- Requirements -
Copy the following lines verbatim, covering every record.

- Records of point placements -
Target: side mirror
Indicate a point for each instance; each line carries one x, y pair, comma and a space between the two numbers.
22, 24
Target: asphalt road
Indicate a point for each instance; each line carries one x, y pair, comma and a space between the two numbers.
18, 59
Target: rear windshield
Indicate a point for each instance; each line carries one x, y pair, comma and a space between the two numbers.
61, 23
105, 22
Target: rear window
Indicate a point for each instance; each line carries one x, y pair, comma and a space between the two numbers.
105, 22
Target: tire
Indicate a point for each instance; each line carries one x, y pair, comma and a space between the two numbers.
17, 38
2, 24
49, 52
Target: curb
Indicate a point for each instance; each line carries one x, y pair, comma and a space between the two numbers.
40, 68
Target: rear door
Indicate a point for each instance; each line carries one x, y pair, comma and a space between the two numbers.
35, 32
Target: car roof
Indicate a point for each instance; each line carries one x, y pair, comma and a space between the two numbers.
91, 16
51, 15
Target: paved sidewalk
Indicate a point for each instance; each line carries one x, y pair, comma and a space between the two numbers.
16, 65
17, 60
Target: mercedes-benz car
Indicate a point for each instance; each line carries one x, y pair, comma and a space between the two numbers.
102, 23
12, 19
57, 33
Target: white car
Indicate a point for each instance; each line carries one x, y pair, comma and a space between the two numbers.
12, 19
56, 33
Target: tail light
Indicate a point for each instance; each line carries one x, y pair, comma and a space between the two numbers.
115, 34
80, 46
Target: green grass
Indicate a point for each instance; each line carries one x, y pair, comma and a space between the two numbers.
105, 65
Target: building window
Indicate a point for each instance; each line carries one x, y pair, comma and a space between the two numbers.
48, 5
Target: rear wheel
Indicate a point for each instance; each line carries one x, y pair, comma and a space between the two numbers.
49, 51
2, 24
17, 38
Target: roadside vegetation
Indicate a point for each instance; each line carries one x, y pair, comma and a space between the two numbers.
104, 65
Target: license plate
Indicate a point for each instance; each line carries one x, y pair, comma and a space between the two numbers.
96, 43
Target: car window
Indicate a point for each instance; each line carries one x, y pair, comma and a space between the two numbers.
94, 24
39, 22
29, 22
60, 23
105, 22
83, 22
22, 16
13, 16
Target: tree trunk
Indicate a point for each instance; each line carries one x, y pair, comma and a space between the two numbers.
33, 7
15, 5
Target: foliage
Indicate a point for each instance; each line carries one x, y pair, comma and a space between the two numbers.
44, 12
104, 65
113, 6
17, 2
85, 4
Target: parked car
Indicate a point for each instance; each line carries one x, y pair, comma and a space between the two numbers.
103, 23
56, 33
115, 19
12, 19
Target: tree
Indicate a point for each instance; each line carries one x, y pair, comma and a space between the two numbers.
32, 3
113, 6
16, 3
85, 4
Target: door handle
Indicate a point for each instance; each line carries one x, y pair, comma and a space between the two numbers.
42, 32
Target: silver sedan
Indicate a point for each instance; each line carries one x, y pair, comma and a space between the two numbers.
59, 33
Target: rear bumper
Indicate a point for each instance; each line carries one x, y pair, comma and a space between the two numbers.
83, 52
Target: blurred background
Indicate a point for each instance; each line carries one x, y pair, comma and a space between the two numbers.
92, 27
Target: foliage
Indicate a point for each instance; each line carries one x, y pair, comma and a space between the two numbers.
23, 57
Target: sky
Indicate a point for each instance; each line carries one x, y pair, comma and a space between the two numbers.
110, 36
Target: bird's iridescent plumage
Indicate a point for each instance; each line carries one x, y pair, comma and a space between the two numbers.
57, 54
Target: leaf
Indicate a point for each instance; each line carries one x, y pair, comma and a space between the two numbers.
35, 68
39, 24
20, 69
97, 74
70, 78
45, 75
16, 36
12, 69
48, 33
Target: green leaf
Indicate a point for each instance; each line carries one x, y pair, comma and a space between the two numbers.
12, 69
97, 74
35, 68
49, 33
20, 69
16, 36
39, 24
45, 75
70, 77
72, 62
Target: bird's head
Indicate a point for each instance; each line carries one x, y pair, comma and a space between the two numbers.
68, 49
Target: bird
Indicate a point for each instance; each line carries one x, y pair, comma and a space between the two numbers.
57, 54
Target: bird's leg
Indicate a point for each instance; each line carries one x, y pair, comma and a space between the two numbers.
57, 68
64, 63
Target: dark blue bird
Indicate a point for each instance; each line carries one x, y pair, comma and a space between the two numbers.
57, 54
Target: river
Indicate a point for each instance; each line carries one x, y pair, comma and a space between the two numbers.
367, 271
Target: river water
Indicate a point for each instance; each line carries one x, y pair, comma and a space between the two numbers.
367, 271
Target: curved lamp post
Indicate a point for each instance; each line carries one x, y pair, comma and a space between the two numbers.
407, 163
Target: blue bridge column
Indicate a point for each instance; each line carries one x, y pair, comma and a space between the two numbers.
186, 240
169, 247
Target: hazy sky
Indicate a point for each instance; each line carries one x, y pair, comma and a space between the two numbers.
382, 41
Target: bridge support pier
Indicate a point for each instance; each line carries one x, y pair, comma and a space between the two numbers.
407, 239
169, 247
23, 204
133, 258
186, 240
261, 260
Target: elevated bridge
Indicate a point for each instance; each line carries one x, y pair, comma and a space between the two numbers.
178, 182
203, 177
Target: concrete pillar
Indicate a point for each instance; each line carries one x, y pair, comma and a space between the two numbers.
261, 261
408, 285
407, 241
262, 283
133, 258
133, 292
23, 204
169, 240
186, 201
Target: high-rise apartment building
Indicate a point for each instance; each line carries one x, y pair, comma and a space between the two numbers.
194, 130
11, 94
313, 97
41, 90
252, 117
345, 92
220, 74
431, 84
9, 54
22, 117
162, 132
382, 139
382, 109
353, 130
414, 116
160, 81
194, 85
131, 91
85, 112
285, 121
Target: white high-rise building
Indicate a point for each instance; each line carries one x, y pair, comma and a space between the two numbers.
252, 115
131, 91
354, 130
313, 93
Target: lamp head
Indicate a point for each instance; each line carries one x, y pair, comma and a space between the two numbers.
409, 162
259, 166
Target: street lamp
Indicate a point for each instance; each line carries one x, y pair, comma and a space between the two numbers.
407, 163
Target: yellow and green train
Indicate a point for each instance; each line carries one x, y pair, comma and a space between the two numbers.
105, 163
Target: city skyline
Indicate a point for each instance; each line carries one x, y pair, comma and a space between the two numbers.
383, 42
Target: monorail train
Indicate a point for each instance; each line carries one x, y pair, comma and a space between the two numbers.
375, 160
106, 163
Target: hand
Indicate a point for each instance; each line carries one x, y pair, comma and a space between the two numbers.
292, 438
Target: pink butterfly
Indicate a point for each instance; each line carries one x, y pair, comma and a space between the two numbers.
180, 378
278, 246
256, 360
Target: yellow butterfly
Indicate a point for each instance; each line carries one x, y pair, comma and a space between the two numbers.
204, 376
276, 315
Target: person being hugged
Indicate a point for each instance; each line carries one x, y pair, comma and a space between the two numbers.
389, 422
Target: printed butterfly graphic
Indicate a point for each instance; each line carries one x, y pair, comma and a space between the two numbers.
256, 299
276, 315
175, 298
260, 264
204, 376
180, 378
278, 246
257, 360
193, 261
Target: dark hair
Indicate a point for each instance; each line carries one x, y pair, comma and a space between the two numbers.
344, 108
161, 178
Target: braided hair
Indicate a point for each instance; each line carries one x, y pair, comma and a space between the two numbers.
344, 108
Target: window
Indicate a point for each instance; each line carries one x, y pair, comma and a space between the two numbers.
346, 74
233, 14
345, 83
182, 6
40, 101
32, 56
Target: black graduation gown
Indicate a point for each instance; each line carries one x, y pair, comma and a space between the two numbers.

- Result for this task -
Target: side mirror
Indicate a point for each instance; each line carries one x, y pair, comma and a space between the two numbers.
22, 24
Target: asphalt road
Indicate a point for each instance; each line carries one x, y pair, comma and a space between the two numbers.
18, 59
Target: rear windshield
Indicate a point for each instance; each line carries one x, y pair, comma and a space between the two numbers.
61, 23
105, 22
Target: rear window
Indicate a point for each instance; each line carries one x, y pair, comma and a space between the two numbers.
105, 22
Target: tire
Indicate a point for each instance; each line carries one x, y pair, comma and a space between the two numbers.
17, 38
2, 24
49, 52
Target: curb
Indicate a point for each instance; each line carries one x, y pair, comma and a space between the two numbers.
40, 68
Target: rear door
Indicate a point for each instance; each line carries one x, y pair, comma and a space between the two numbers.
35, 32
Target: car roof
Indicate a point for each instance; each line carries one x, y pair, comma and a space between the two numbers.
91, 16
51, 15
Target: paved sidewalk
Indicate a point for each instance; each line carries one x, y pair, comma and a space between the two numbers.
16, 65
17, 60
Target: mercedes-benz car
Indicate a point for each instance; each line carries one x, y pair, comma and a space between the two numbers.
102, 23
12, 19
57, 33
Target: white car
Indicate a point for each instance; each line carries one x, y pair, comma and a space between the two numbers.
12, 19
56, 33
Target: tail light
Indicate a point for each instance; each line carries one x, y pair, comma and a space between the two numbers.
115, 34
80, 46
Target: green grass
Indicate a point for each instance; each line carries one x, y pair, comma and a space between the two numbers.
105, 65
Target: building window
Indicate a point for each instance; each line carries one x, y pair, comma and a space between the two numbers.
48, 5
Target: rear wheel
Indicate a point for each instance; each line carries one x, y pair, comma and a space between the two numbers.
49, 51
2, 24
17, 38
Target: roadside vegetation
Indicate a point for each instance; each line carries one x, y pair, comma and a space between the two numbers.
104, 65
Target: license plate
Indicate a point for each instance; each line carries one x, y pair, comma and a space between the two numbers.
96, 43
Target: car window
Indicate a point for each instance; each line carries one x, y pair, comma and a space between the two numbers.
94, 24
39, 22
29, 22
60, 23
105, 22
83, 22
22, 16
13, 16
Target: tree trunk
Indicate a point for each instance; each line carries one x, y pair, comma and a space between the two numbers.
33, 7
15, 5
Target: foliage
Indicate a point for each instance; each line carries one x, y pair, comma and a space between the two numbers.
44, 12
104, 65
113, 6
17, 2
85, 4
Target: parked car
Indicate a point for each instance; each line carries one x, y pair, comma and a space between the two numbers.
103, 23
56, 33
115, 19
12, 19
Target: tree
Indicate a point for each instance; each line carries one x, y pair, comma and a space between the two numbers.
32, 3
113, 6
16, 3
85, 4
Target: door handle
Indicate a point for each instance; each line carries one x, y pair, comma and a space between the two numbers.
42, 32
Target: silver sedan
Indicate a point for each instance; each line carries one x, y pair, comma and a space between the two numbers.
59, 33
Target: rear bumper
Indicate a point for each instance; each line carries one x, y pair, comma and a space between the two numbers.
83, 52
Target: blurred background
Indicate a point for each instance; each line carries one x, y pair, comma and a space between the two numbers.
92, 27
Target: foliage
Indicate a point for each instance; each line carries one x, y pair, comma and a space between the two numbers.
23, 57
Target: sky
Indicate a point for each instance; each line carries one x, y pair, comma and a space between the two numbers.
110, 36
Target: bird's iridescent plumage
Indicate a point for each instance; each line carries one x, y pair, comma and a space between the two numbers.
57, 54
Target: leaf
Indicate a point for each instance; each line carries one x, y pair, comma and a space between the two numbers.
35, 68
39, 24
20, 69
97, 74
70, 78
45, 75
16, 36
12, 69
48, 33
Target: green leaf
Indicate a point for each instance; each line carries one x, y pair, comma and a space between the two numbers.
12, 69
97, 74
35, 68
49, 33
20, 69
16, 36
39, 24
45, 75
70, 77
72, 62
Target: bird's head
Indicate a point for each instance; each line carries one x, y pair, comma and a space between the two numbers.
68, 49
Target: bird
Indicate a point for each instance; each line carries one x, y pair, comma and a space between the two numbers.
57, 54
Target: bird's leg
Indicate a point for each instance; each line carries one x, y pair, comma and a space between the two numbers.
57, 68
64, 63
Target: dark blue bird
Indicate a point for each instance; each line carries one x, y pair, comma and a space between the two numbers.
57, 54
Target: river
Indicate a point for each instance; each line carries one x, y pair, comma and a space between the two numbers.
367, 271
Target: river water
Indicate a point for each instance; each line carries one x, y pair, comma and a space between the two numbers.
367, 271
Target: curved lamp post
Indicate a point for each instance; each line carries one x, y pair, comma and a space between the two numbers.
407, 163
Target: blue bridge column
Indicate a point for each instance; each line carries one x, y pair, comma and a space between the two numbers.
186, 240
169, 247
Target: hazy sky
Indicate a point for each instance; each line carries one x, y pair, comma and a space between the two numbers.
382, 41
Target: bridge support pier
Indicate a point for each instance; each line carries one x, y pair, comma and a space between the two numbers.
407, 239
169, 247
23, 204
133, 258
186, 240
261, 260
Target: elevated bridge
Indicate a point for each instance; each line carries one x, y pair, comma and a space between the two numbers.
178, 182
203, 177
Target: concrete pillar
Indicate a point for each instance; each line carries one x, y pair, comma and a space between the two numbers.
261, 261
408, 285
407, 241
262, 283
133, 258
133, 292
23, 204
169, 240
186, 201
Target: high-rise apartment building
Indicate a point for each instance; each line carries one x, y pair, comma and a space between the two numbers.
194, 130
11, 94
313, 97
41, 90
252, 117
345, 92
220, 74
431, 84
9, 54
22, 117
162, 132
382, 139
382, 109
353, 130
414, 116
160, 81
194, 85
131, 91
85, 112
285, 121
Target: white high-rise building
Indicate a point for each instance; each line carries one x, y pair, comma and a space between the two numbers.
252, 115
131, 91
354, 130
313, 93
Target: lamp head
Indicate a point for each instance; each line carries one x, y pair, comma and a space between the two numbers.
409, 162
259, 166
Target: street lamp
Indicate a point for each instance; each line carries one x, y pair, comma and a space between the two numbers.
407, 163
Target: yellow and green train
Indicate a point for each instance; each line carries one x, y pair, comma and a space between the two numbers.
105, 163
Target: city skyline
Indicate a point for each instance; each line carries one x, y pair, comma and a space between the two numbers.
383, 42
Target: monorail train
Indicate a point for each instance; each line carries one x, y pair, comma and a space between the two numbers.
375, 160
106, 163
Target: hand
Indicate a point for each instance; each line carries one x, y pair, comma and a space between the two numbers.
292, 438
Target: pink butterfly
Indicate a point for each instance; each line carries one x, y pair, comma and a space between the two numbers.
180, 378
278, 246
256, 360
Target: yellow butterfly
Indicate a point for each instance; each line carries one x, y pair, comma and a space between the two numbers.
204, 376
276, 315
Target: person being hugged
Indicate a point for each instance; each line carries one x, y pair, comma and a space between the two numbers.
389, 422
Target: printed butterfly graphic
Indicate a point for each instance; each line carries one x, y pair, comma and a space between the two numbers.
256, 299
276, 315
175, 298
260, 264
204, 376
180, 378
278, 246
257, 360
193, 261
Target: dark hair
Indicate a point for each instance; each line carries one x, y pair, comma and a space between the two numbers.
344, 108
161, 178
Target: braided hair
Indicate a point for each instance; each line carries one x, y pair, comma and a space between the two numbers.
344, 108
Target: window
Indicate a point for each instance; each line carries one x, y pair, comma and a space between the two numbers.
346, 74
233, 14
345, 83
182, 6
40, 101
32, 56
Target: black graduation gown
Indicate a point for each instance; each line carries one x, y pair, comma and a space between the two numbers.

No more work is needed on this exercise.